*EXERCISE DESCRIPTION*
Render the lines of the entries as a numbered list, starting at the beginning of the entries and ending at the line that contains "negative clicks: (21, 66)", with blank lines and pictures left out.
-------- TASK DATA
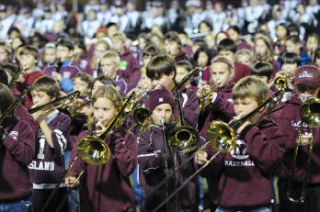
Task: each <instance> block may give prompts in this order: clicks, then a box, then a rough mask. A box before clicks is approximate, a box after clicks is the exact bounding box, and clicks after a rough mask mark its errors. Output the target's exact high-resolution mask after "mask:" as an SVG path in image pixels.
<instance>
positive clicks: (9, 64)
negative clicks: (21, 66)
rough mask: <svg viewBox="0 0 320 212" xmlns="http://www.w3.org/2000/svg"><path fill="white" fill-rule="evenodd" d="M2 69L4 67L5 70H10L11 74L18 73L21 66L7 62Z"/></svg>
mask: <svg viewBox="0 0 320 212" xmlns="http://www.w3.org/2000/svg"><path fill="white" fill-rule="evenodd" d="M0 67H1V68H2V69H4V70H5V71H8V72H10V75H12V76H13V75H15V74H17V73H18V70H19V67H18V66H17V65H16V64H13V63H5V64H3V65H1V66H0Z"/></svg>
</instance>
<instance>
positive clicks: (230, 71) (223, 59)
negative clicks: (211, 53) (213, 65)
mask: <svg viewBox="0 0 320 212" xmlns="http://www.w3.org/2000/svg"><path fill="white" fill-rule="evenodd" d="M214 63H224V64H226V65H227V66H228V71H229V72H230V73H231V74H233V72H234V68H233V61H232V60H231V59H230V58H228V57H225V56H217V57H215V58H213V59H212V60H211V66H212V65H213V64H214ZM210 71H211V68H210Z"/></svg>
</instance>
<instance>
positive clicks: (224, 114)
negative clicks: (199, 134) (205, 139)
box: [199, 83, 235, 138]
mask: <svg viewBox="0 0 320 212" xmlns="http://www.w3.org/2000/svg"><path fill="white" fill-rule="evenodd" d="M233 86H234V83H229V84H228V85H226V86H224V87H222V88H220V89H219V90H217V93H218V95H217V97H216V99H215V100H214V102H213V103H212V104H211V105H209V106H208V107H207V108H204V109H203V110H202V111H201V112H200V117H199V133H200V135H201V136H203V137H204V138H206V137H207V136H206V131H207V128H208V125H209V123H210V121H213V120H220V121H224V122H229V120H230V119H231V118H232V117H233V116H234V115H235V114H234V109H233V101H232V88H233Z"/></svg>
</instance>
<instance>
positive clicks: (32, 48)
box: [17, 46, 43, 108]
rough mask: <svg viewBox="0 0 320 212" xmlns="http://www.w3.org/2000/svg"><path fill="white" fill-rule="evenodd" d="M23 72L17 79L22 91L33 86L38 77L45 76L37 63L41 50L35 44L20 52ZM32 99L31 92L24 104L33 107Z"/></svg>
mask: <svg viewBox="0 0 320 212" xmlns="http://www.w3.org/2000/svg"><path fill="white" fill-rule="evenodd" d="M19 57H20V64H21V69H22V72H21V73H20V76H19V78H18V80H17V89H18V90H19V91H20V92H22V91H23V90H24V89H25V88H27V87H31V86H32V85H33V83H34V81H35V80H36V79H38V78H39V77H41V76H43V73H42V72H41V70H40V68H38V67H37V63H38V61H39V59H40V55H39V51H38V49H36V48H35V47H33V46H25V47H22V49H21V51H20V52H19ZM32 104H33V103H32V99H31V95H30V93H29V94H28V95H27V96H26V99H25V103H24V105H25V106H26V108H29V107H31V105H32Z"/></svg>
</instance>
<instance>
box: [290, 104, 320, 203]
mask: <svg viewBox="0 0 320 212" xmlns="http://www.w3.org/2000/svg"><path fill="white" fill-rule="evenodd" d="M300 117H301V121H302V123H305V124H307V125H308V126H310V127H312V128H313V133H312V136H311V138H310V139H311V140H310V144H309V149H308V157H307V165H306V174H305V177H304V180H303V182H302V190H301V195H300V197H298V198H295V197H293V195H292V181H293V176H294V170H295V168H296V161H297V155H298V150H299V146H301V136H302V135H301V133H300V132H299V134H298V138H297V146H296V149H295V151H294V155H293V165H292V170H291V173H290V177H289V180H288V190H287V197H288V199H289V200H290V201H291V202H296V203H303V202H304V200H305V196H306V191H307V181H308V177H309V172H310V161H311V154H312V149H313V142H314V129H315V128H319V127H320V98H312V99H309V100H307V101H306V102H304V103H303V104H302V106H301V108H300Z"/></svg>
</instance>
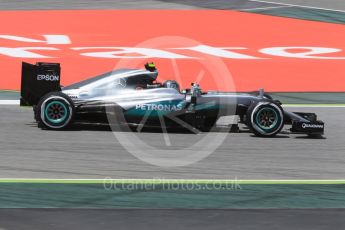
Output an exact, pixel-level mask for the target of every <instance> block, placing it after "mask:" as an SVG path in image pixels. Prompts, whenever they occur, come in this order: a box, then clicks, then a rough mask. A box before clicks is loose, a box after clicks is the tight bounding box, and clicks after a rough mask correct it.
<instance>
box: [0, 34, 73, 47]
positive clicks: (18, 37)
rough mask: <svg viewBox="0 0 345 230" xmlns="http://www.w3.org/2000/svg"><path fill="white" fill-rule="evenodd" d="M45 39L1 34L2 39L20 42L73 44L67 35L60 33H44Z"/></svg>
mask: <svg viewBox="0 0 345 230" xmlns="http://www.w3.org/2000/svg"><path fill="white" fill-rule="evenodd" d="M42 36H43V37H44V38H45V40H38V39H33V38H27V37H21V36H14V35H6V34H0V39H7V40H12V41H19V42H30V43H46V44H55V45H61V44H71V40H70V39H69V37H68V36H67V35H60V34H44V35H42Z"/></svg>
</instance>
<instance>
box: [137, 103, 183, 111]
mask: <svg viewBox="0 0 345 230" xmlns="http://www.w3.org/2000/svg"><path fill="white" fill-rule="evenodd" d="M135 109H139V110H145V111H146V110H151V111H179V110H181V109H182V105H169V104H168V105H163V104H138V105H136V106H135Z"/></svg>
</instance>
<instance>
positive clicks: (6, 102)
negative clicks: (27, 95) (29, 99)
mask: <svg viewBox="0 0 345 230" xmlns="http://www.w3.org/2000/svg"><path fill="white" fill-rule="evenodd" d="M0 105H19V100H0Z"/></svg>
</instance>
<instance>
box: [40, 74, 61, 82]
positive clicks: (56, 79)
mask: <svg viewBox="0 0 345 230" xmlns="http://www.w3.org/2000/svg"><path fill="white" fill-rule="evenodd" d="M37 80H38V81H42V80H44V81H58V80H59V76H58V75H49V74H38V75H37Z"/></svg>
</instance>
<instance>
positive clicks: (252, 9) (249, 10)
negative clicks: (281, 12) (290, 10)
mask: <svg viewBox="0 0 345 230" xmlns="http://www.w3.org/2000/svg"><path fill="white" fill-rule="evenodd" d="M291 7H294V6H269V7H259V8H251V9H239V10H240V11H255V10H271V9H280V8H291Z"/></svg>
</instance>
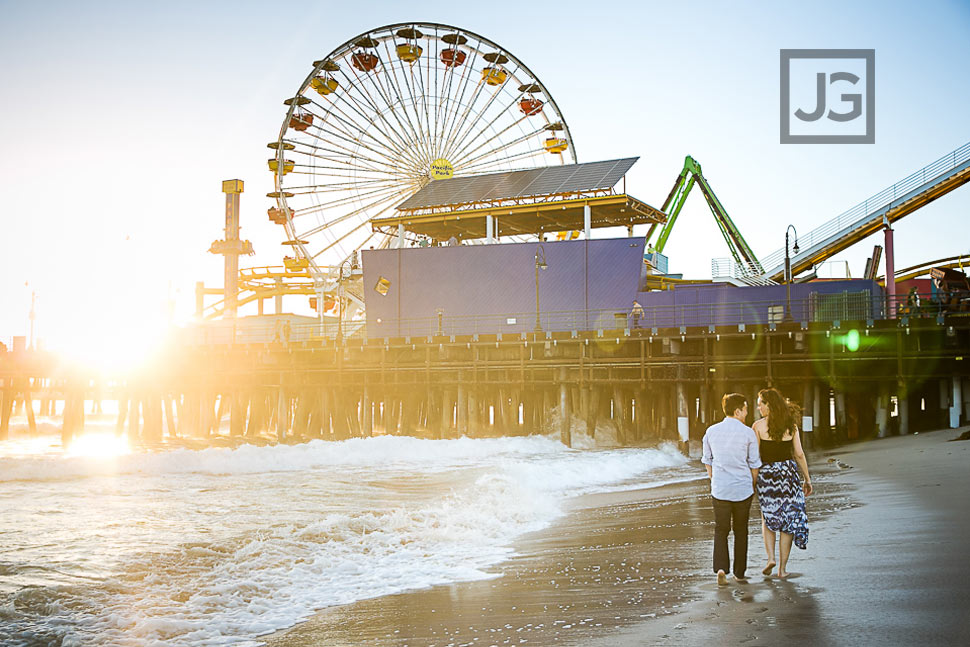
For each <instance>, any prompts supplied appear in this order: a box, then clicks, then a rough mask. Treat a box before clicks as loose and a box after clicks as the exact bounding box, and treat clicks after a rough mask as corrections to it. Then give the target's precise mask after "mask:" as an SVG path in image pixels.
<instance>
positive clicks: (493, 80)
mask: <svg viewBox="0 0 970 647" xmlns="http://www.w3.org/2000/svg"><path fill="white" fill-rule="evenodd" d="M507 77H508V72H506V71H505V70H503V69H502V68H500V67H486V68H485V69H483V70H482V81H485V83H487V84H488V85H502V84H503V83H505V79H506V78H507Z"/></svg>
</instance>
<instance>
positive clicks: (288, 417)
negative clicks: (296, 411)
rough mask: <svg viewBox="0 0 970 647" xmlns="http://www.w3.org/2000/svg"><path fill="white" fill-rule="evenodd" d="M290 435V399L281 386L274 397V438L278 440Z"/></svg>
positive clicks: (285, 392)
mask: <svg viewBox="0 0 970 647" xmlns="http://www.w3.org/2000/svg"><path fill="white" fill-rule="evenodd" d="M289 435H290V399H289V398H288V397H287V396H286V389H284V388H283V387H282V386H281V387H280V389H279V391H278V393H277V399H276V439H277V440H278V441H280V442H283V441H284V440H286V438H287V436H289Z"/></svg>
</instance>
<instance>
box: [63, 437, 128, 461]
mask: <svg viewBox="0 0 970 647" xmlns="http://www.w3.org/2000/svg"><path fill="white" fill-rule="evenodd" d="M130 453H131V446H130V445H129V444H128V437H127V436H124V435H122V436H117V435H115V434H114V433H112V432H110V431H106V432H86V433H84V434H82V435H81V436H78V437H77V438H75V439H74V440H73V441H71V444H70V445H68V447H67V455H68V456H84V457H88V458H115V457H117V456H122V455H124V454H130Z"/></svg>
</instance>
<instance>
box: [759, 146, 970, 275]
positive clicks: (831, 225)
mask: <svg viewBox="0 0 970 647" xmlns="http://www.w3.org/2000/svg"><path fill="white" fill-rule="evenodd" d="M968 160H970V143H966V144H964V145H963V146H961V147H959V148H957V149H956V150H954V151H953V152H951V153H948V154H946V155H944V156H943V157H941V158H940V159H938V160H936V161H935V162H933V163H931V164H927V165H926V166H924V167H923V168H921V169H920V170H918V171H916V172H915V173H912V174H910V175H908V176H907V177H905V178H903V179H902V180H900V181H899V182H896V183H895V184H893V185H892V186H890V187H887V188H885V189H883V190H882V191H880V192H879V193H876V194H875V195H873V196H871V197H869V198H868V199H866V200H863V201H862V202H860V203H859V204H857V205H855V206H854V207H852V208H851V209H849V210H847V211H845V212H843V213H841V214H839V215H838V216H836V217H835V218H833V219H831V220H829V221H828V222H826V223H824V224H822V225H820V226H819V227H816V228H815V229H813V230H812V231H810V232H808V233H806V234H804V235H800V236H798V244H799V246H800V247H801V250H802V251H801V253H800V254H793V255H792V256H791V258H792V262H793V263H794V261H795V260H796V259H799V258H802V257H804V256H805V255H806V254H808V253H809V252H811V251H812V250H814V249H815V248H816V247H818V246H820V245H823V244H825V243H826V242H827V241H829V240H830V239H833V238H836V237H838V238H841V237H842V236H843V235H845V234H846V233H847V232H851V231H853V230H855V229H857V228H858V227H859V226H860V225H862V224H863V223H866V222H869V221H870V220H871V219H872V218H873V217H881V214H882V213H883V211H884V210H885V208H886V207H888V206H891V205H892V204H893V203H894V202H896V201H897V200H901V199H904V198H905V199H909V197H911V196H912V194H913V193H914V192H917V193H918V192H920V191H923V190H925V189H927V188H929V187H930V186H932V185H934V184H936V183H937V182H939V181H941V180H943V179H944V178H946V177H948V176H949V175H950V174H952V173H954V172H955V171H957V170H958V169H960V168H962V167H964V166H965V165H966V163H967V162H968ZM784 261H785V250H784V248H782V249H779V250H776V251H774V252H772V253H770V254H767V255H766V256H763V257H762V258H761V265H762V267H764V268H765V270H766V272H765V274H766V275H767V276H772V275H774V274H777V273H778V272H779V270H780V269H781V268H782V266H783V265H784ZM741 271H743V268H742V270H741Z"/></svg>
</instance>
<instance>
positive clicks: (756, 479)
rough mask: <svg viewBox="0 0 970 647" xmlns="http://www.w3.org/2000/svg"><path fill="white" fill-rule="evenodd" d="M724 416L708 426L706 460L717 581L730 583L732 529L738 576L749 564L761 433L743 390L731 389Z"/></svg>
----------------
*TASK SOLUTION*
1. Task: each <instance> block may give prompts in this order: clicks, then a box, then a rough mask. A box before clicks is approximate, a box after clicks is the exact bounding box, and clicks after a rough mask mark its errors. Output the target's exact high-resolution mask after "mask:" as an SVG path in image pixels.
2. <instance>
3. positive clicks: (9, 64)
4. negative clicks: (21, 66)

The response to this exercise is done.